=== WHAT TO DO ===
A: According to the Ticketmaster design text, how many concurrent buyers can a flash-sale spike push onto a single hot event?
B: Check each statement against the Ticketmaster design text. Answer yes or no for each, and quote the words that decide it.
(i) The design focuses on the seller side of the marketplace.
(ii) Users can hold a specific seat for a limited time.
(iii) Refunds are designed in detail.
C: List every core requirement that the Ticketmaster design text gives.

=== TEXT BLOCK ===
......
Understanding the Problem
🔗 What is Ticketmaster?
Ticketmaster is an online ticketing platform. Users browse events, see which seats are available, hold a seat while they pay, and complete their purchase without anyone else taking it.
Designing a ticketing system tests your ability to handle one of the hardest problems in distributed systems: preventing double-booking under extreme load. We're targeting mid-to-senior candidates here. The interview will ask you to design for 100M users globally, with flash-sale spikes that can push 1M concurrent buyers onto a single hot event. You'll need to reason about atomicity, consistency, and fairness — not just throughput.
Functional Requirements
The first thing you'll want to do when starting this interview is to nail down the user journey. Ticketmaster is a marketplace, but we're focusing on the buyer side.
Core Requirements
- Users can browse events by city, date, or name.
- Users can view all available seats for a given event.
- Users can reserve (hold) a specific seat for a limited time.
- Users can complete payment within the hold window to purchase the seat.
Below the line (out of scope):
- Artist onboarding, event creation, or promoter dashboards.
- Recommendation algorithms or search ranking.
- Refunds, cancellations, and resale (mentioned but not designed).
......
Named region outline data
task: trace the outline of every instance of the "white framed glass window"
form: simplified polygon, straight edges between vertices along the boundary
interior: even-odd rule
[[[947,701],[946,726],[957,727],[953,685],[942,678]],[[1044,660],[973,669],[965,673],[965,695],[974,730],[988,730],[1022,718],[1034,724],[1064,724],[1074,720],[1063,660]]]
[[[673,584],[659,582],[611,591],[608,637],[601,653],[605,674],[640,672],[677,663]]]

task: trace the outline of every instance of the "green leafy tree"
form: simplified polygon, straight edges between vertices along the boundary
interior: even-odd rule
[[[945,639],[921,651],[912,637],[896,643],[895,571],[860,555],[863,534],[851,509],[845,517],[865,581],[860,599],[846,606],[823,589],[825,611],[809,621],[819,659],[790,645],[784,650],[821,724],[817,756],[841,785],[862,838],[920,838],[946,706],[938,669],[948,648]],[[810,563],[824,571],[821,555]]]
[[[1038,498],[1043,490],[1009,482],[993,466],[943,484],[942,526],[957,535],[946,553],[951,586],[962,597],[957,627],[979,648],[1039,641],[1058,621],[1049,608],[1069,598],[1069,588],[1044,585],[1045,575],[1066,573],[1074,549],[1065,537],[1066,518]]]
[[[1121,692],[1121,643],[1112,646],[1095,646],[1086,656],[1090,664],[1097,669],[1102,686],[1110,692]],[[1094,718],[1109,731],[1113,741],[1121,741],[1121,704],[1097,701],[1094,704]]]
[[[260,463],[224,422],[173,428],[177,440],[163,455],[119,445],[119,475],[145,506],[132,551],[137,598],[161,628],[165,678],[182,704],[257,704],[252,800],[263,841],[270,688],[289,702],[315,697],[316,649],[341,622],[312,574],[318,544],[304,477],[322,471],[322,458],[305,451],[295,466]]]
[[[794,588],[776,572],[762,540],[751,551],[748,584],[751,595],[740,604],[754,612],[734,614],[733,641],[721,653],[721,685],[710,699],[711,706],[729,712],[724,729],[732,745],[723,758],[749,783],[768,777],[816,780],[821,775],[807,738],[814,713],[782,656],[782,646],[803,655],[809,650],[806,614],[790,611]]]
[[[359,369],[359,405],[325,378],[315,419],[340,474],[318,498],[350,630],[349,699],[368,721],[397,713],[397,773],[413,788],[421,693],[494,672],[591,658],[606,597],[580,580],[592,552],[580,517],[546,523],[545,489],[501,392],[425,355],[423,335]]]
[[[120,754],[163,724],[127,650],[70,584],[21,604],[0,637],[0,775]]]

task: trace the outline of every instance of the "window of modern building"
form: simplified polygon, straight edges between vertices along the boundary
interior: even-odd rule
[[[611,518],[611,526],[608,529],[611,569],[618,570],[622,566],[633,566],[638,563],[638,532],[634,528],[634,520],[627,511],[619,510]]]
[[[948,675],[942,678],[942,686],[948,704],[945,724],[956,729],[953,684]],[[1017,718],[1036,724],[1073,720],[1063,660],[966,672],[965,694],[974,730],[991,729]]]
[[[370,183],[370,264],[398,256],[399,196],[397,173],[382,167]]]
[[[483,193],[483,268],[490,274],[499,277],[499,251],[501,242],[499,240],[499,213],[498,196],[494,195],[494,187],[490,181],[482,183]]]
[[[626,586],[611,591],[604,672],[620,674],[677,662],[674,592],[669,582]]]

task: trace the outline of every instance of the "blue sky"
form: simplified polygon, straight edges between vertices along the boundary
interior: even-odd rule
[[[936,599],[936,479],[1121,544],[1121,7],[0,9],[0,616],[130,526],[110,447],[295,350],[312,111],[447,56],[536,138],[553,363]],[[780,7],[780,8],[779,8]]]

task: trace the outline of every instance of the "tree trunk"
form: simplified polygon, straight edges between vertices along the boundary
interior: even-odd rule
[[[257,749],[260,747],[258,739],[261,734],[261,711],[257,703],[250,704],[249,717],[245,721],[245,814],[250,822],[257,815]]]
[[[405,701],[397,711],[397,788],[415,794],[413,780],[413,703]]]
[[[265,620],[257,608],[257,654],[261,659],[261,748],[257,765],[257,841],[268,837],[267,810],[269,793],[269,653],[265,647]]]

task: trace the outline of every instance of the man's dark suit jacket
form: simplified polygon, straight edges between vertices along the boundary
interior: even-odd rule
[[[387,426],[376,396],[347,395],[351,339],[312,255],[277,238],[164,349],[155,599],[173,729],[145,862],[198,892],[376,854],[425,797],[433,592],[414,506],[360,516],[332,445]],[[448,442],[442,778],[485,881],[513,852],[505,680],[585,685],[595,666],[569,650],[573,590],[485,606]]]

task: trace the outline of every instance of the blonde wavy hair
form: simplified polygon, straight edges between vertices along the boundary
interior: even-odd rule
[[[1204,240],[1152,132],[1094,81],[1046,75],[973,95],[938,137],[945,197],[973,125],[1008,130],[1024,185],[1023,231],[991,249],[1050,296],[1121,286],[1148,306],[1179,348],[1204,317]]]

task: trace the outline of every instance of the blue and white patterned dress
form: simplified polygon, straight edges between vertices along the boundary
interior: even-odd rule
......
=== EXPECTED OUTPUTS ===
A: 1M concurrent buyers.

B:
(i) No: "we're focusing on the buyer side."
(ii) Yes: "Users can reserve (hold) a specific seat for a limited time."
(iii) No: "Refunds, cancellations, and resale (mentioned but not designed)."

C:
- Users can browse events by city, date, or name.
- Users can view all available seats for a given event.
- Users can reserve (hold) a specific seat for a limited time.
- Users can complete payment within the hold window to purchase the seat.